**Text section:**
Dozier was segregated prior to 1968, as was much of the South, including rural Jackson County in the Panhandle. The reformatory was really two campuses bisected by Penn Avenue, one for white children to the south, and another — decidedly inferior — campus to the north. The 27 soil disturbances that are believed to be graves were found within the African-American sector of the reform school.

Even at its founding, the black campus was anything but equal. Reports by lawmakers in 1911 and 1913 described the white detainees’ quarters as “neatly kept,” housing “comfortably clad” and “happy” children. The “Negro School,” however, was “more in the nature of a convict camp.”

Seen from a distance through the window of a moving van, an inmate at the Arthur G. Dozier School for Boys tends to the school’s kennels on Oct. 13, 2009. Edmund D. Fountain Tampa Bay Times

Fifty-five sets of remains already were found buried in and around the Boot Hill burial grounds, which held 31 white PVC pipe crosses in neat rows that bore no relation to the bodies interred below. Some of the boys perished during a fire in 1914. They had been locked in “dark cells” on the third floor of a dormitory when a fire erupted.

**Dataset extract:**
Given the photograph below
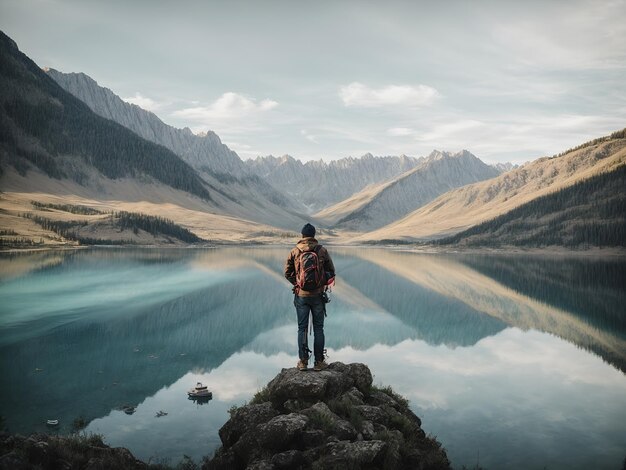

**Instructions:**
a. In the Dozier School passage, how many soil disturbances believed to be graves were found, and in which part of the reform school?
b. Does the Dozier School passage support each statement below? Answer yes or no for each, quoting the deciding words. (i) The campus for white children lay south of Penn Avenue. (ii) The fire in which some boys died broke out in 1913. (iii) The crosses at Boot Hill marked where the bodies lay.

**Responses to the exercise:**
a. 27, within the African-American sector of the reform school.

b.
(i) Yes: "one for white children to the south"
(ii) No: "Some of the boys perished during a fire in 1914."
(iii) No: "bore no relation to the bodies interred below"